*** Opening Records to process ***

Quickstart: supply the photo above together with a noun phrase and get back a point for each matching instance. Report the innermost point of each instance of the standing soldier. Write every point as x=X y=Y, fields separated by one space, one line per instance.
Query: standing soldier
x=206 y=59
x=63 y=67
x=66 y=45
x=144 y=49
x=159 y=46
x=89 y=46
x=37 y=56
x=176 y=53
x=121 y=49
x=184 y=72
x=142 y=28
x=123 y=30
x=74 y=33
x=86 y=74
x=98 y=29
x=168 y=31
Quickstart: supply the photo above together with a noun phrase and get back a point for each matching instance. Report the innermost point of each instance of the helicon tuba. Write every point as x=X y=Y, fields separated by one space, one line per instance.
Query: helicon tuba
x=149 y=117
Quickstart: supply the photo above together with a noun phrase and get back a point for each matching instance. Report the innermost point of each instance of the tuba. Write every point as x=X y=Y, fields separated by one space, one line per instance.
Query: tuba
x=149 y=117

*** Closing Records to process ***
*** Opening Records to process ***

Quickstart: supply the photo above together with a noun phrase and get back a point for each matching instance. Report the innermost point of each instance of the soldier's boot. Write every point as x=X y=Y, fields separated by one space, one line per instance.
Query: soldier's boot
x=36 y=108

*** Closing Records to process ***
*** Opening Records to process ***

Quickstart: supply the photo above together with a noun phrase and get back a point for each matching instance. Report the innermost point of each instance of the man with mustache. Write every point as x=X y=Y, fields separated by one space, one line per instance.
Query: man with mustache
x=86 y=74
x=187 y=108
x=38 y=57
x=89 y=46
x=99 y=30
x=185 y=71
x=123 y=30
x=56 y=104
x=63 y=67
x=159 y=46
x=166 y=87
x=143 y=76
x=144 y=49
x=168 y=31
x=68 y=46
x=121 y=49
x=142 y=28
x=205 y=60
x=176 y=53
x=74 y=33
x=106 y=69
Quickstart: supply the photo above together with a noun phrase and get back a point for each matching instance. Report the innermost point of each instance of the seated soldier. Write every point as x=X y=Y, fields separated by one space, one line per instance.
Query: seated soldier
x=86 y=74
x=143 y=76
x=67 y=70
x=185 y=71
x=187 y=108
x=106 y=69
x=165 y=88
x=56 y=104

*** Closing Records to process ***

## Problem statement
Each line holding the string "matching" counts once. Work out the number of such lines in the data and give only that.

## Exercise output
6